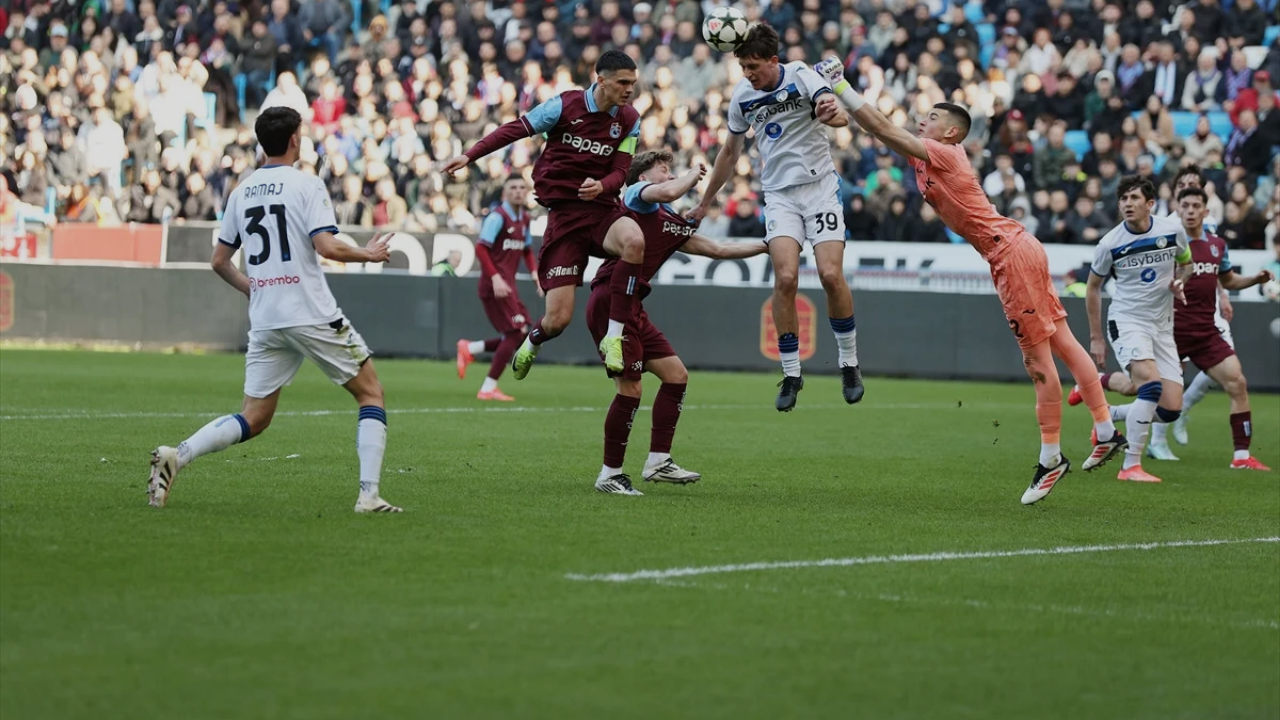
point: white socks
(846, 340)
(370, 445)
(656, 459)
(1050, 454)
(214, 437)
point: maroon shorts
(641, 341)
(572, 231)
(1203, 349)
(506, 314)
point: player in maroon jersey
(1194, 331)
(645, 349)
(503, 241)
(590, 137)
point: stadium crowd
(135, 110)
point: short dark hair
(274, 130)
(1129, 183)
(762, 41)
(613, 60)
(959, 115)
(1193, 192)
(1191, 169)
(644, 162)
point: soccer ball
(725, 28)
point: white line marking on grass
(101, 415)
(895, 559)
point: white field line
(895, 559)
(72, 414)
(1123, 614)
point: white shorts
(274, 356)
(1133, 342)
(807, 212)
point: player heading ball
(787, 105)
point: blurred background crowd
(140, 110)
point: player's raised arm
(708, 247)
(673, 188)
(867, 115)
(1098, 273)
(540, 119)
(721, 172)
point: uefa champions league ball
(725, 28)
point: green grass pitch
(257, 593)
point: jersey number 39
(255, 217)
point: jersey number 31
(255, 217)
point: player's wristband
(850, 96)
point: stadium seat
(1078, 141)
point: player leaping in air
(789, 106)
(286, 219)
(590, 139)
(503, 241)
(652, 187)
(1018, 267)
(1150, 260)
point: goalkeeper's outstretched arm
(867, 115)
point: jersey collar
(590, 101)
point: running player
(284, 217)
(1188, 177)
(652, 187)
(503, 241)
(1150, 260)
(590, 137)
(787, 105)
(1018, 268)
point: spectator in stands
(259, 63)
(1156, 126)
(1052, 159)
(1205, 89)
(150, 201)
(1086, 223)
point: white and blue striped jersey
(273, 215)
(795, 147)
(1142, 264)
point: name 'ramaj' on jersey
(794, 145)
(273, 215)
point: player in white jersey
(283, 220)
(1150, 260)
(787, 105)
(1188, 176)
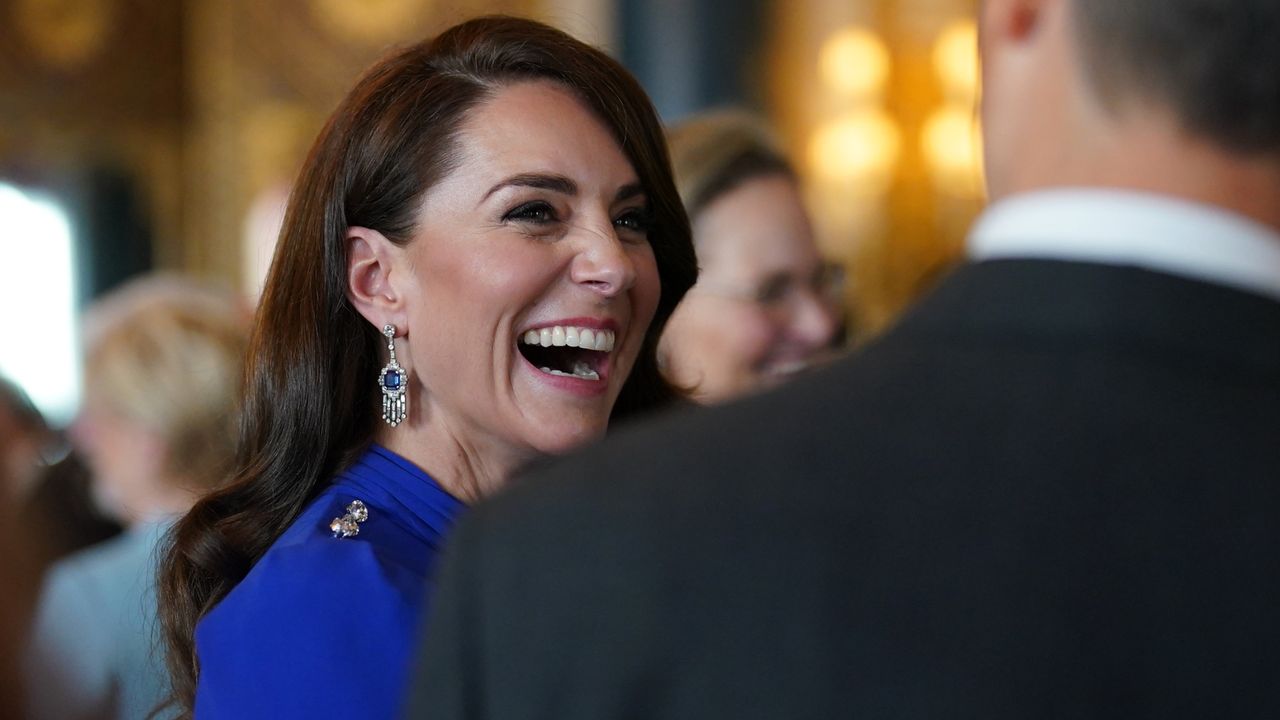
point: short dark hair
(1215, 63)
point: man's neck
(1155, 155)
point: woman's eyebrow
(629, 191)
(556, 183)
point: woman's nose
(602, 261)
(813, 319)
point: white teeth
(568, 336)
(580, 370)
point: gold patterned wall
(211, 104)
(877, 101)
(95, 83)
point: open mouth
(567, 351)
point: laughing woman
(474, 270)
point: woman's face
(759, 311)
(530, 282)
(126, 460)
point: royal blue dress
(325, 625)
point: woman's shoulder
(375, 563)
(318, 614)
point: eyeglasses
(780, 291)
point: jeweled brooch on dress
(348, 525)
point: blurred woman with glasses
(766, 305)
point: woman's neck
(467, 470)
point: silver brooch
(348, 525)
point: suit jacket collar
(1064, 305)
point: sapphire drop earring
(392, 381)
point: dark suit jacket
(1054, 491)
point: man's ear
(370, 285)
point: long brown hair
(310, 399)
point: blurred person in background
(24, 438)
(48, 486)
(766, 305)
(156, 429)
(14, 573)
(474, 270)
(1050, 491)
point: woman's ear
(370, 288)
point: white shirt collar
(1130, 228)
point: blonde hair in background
(167, 352)
(714, 151)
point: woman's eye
(635, 220)
(538, 213)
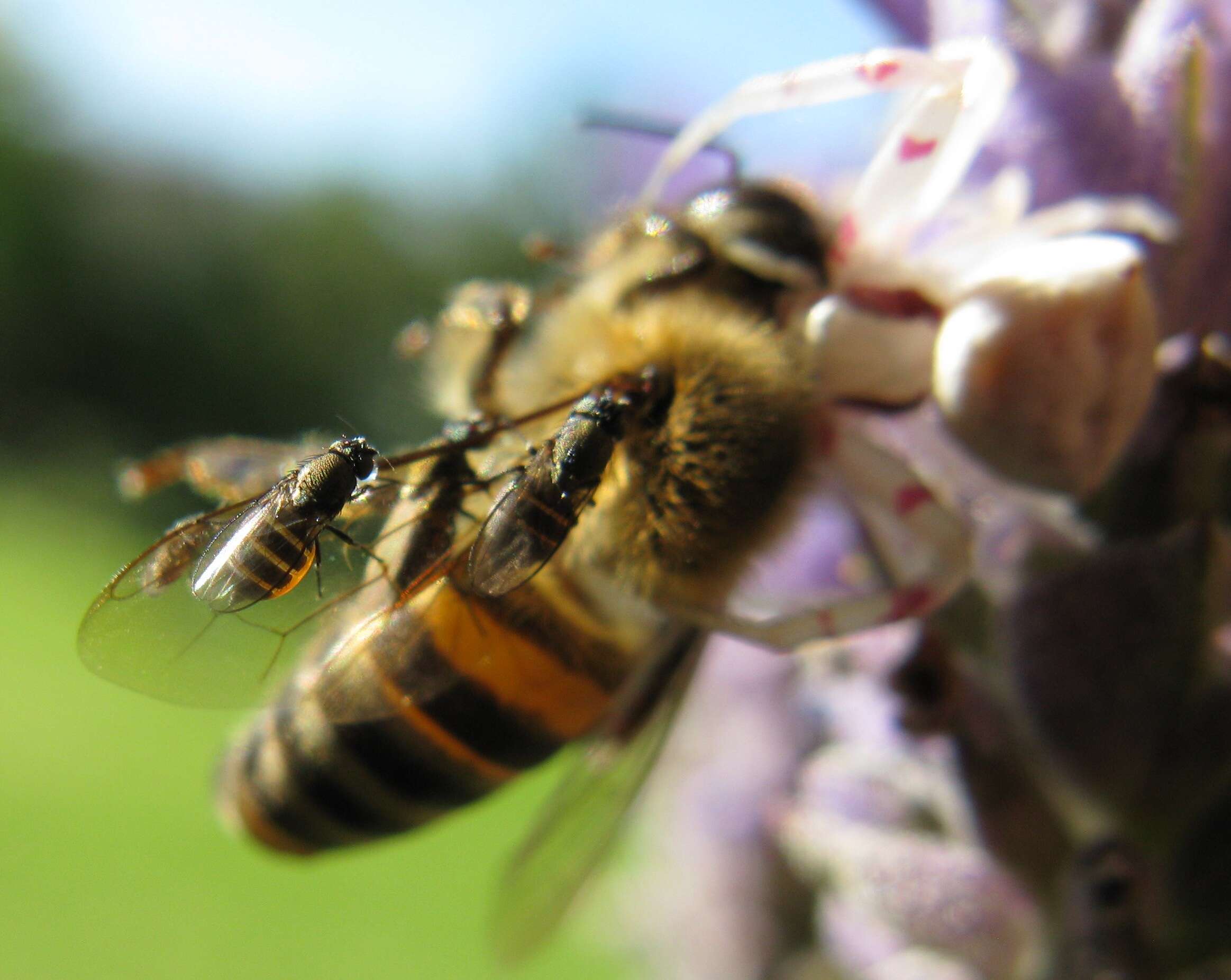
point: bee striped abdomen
(430, 710)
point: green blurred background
(149, 296)
(140, 307)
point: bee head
(762, 231)
(357, 452)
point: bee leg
(963, 88)
(893, 502)
(348, 539)
(493, 314)
(321, 585)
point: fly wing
(149, 633)
(580, 823)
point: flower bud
(1047, 367)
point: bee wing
(149, 633)
(579, 824)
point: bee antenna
(348, 425)
(632, 123)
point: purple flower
(943, 803)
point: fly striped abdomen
(265, 557)
(268, 549)
(421, 711)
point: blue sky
(404, 95)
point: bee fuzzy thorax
(690, 497)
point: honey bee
(637, 435)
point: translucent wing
(580, 823)
(149, 633)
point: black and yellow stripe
(272, 560)
(477, 692)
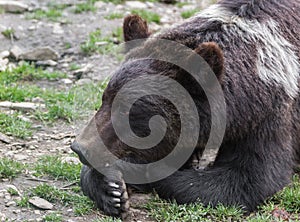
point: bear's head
(136, 119)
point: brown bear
(253, 48)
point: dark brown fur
(261, 143)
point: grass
(66, 104)
(8, 33)
(147, 15)
(53, 217)
(114, 15)
(81, 204)
(287, 200)
(55, 168)
(14, 126)
(87, 6)
(12, 192)
(28, 72)
(9, 168)
(91, 46)
(74, 66)
(54, 12)
(50, 14)
(189, 13)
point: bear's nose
(75, 146)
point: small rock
(81, 82)
(70, 160)
(57, 29)
(32, 28)
(136, 4)
(101, 43)
(20, 157)
(16, 211)
(3, 64)
(11, 204)
(37, 100)
(13, 6)
(40, 54)
(24, 106)
(4, 138)
(15, 52)
(100, 4)
(46, 63)
(66, 81)
(79, 72)
(2, 217)
(14, 188)
(4, 54)
(40, 203)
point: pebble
(46, 63)
(136, 4)
(14, 188)
(20, 157)
(40, 54)
(57, 29)
(81, 82)
(66, 81)
(23, 106)
(13, 6)
(11, 204)
(4, 54)
(40, 203)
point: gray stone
(20, 157)
(11, 204)
(57, 29)
(101, 43)
(14, 188)
(46, 63)
(13, 6)
(136, 4)
(3, 64)
(81, 82)
(40, 203)
(66, 81)
(24, 106)
(4, 54)
(40, 54)
(70, 160)
(15, 52)
(4, 138)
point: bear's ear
(134, 27)
(213, 55)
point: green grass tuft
(82, 205)
(54, 167)
(9, 168)
(87, 6)
(8, 33)
(90, 46)
(65, 104)
(14, 126)
(53, 217)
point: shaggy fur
(253, 46)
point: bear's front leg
(243, 174)
(109, 191)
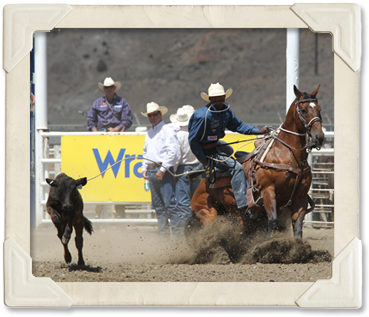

요청: 위 데이터의 줄을 처음부터 끝까지 하나도 고치지 않고 출력해 줄 수 있나요? 그림은 답에서 빼 주세요.

작업 결과:
point: white socks
(846, 340)
(370, 445)
(656, 459)
(1050, 454)
(214, 437)
point: maroon shorts
(641, 341)
(572, 231)
(1203, 349)
(506, 314)
point: player in maroon jersey
(1194, 331)
(645, 349)
(503, 241)
(590, 137)
point: stadium crowd
(135, 110)
point: short dark hair
(274, 130)
(1129, 183)
(762, 41)
(613, 60)
(959, 115)
(1193, 192)
(1191, 169)
(644, 162)
point: soccer ball
(725, 28)
point: white line marking on grass
(101, 415)
(895, 559)
point: white field line
(895, 559)
(72, 414)
(1123, 614)
point: white shorts
(274, 356)
(1133, 342)
(807, 212)
point: player heading ball
(787, 105)
point: blurred background crowd
(140, 110)
point: player's raised arm
(708, 247)
(673, 188)
(867, 115)
(1098, 273)
(540, 119)
(721, 172)
point: uefa champions league ball
(725, 28)
point: green grass pitch
(257, 593)
point: jersey number 39
(255, 217)
point: jersey number 31
(255, 217)
point: player's wristband
(850, 96)
point: stadium seat
(1078, 141)
point: player leaping in air
(789, 106)
(286, 219)
(590, 139)
(503, 241)
(652, 187)
(1018, 267)
(1150, 260)
point: goalkeeper's outstretched arm
(867, 115)
point: jersey collar
(590, 101)
point: running player
(284, 217)
(1188, 177)
(652, 187)
(503, 241)
(1150, 260)
(590, 137)
(787, 105)
(1018, 268)
point: spectator in stands
(259, 63)
(1156, 126)
(1052, 159)
(1205, 89)
(150, 201)
(1086, 223)
point: white and blue striped jersey
(273, 215)
(795, 147)
(1142, 264)
point: name 'ramaj' on jersey
(794, 145)
(273, 215)
point: player in white jersey
(283, 220)
(1150, 260)
(787, 105)
(1188, 176)
point: short dark hair
(1215, 63)
point: man's neck
(1155, 155)
point: woman's eyebrow
(629, 191)
(556, 183)
point: woman's nose
(602, 261)
(813, 319)
point: white teeth
(568, 336)
(580, 370)
point: gold patterned wall
(211, 104)
(877, 101)
(95, 83)
point: open mouth
(567, 351)
point: laughing woman
(474, 270)
point: woman's face
(759, 311)
(530, 282)
(126, 460)
point: royal blue dress
(325, 625)
point: woman's shoulder
(375, 563)
(318, 614)
point: eyeglasses
(780, 291)
point: jeweled brooch on dress
(348, 525)
point: blurred woman with glasses
(766, 305)
point: woman's neck
(467, 470)
point: silver brooch
(348, 525)
point: suit jacket collar
(1064, 305)
point: sapphire drop earring
(392, 381)
point: dark suit jacket
(1054, 491)
point: man's ear
(370, 285)
point: long brown hair
(310, 399)
point: blurred person in background
(24, 438)
(48, 486)
(766, 305)
(156, 429)
(14, 573)
(474, 270)
(1050, 491)
point: woman's ear
(370, 288)
point: white shirt collar
(1130, 228)
point: blonde hair in background
(167, 352)
(714, 151)
point: woman's eye
(635, 220)
(538, 213)
point: bee striped abdomen
(430, 710)
point: green blurred background
(149, 296)
(140, 307)
point: bee head
(762, 231)
(357, 452)
point: bee leg
(963, 88)
(893, 502)
(348, 539)
(493, 314)
(321, 585)
point: fly wing
(149, 633)
(580, 823)
point: flower bud
(1047, 367)
point: bee wing
(149, 633)
(579, 824)
point: bee antenna
(348, 425)
(632, 123)
point: purple flower
(943, 803)
point: fly striped abdomen
(265, 557)
(268, 549)
(421, 711)
point: blue sky
(404, 95)
point: bee fuzzy thorax
(690, 497)
point: honey bee
(637, 435)
point: translucent wing
(580, 823)
(149, 633)
point: black and yellow stripe
(272, 560)
(477, 692)
point: bear's head
(136, 119)
point: brown bear
(253, 48)
point: dark brown fur
(261, 143)
point: grass
(66, 104)
(8, 33)
(147, 15)
(53, 217)
(114, 15)
(81, 204)
(287, 200)
(55, 168)
(14, 126)
(87, 6)
(12, 192)
(28, 72)
(9, 168)
(91, 46)
(74, 66)
(54, 12)
(50, 14)
(189, 13)
point: bear's nose
(75, 146)
point: small rock
(81, 82)
(70, 160)
(57, 29)
(32, 28)
(136, 4)
(101, 43)
(20, 157)
(16, 211)
(3, 64)
(11, 204)
(37, 100)
(13, 6)
(40, 54)
(24, 106)
(4, 138)
(15, 52)
(100, 4)
(46, 63)
(66, 81)
(79, 72)
(2, 217)
(14, 188)
(4, 54)
(40, 203)
point: pebble
(46, 63)
(136, 4)
(14, 188)
(20, 157)
(40, 54)
(57, 29)
(81, 82)
(66, 81)
(23, 106)
(13, 6)
(11, 204)
(4, 54)
(40, 203)
point: gray stone
(20, 157)
(11, 204)
(57, 29)
(101, 43)
(14, 188)
(46, 63)
(13, 6)
(136, 4)
(3, 64)
(81, 82)
(40, 203)
(66, 81)
(24, 106)
(4, 54)
(40, 54)
(70, 160)
(15, 52)
(4, 138)
point: bear's ear
(134, 27)
(213, 55)
point: green grass tuft
(82, 205)
(54, 167)
(9, 168)
(87, 6)
(8, 33)
(90, 46)
(65, 104)
(14, 126)
(53, 217)
point: shaggy fur
(253, 46)
point: bear's front leg
(243, 174)
(109, 191)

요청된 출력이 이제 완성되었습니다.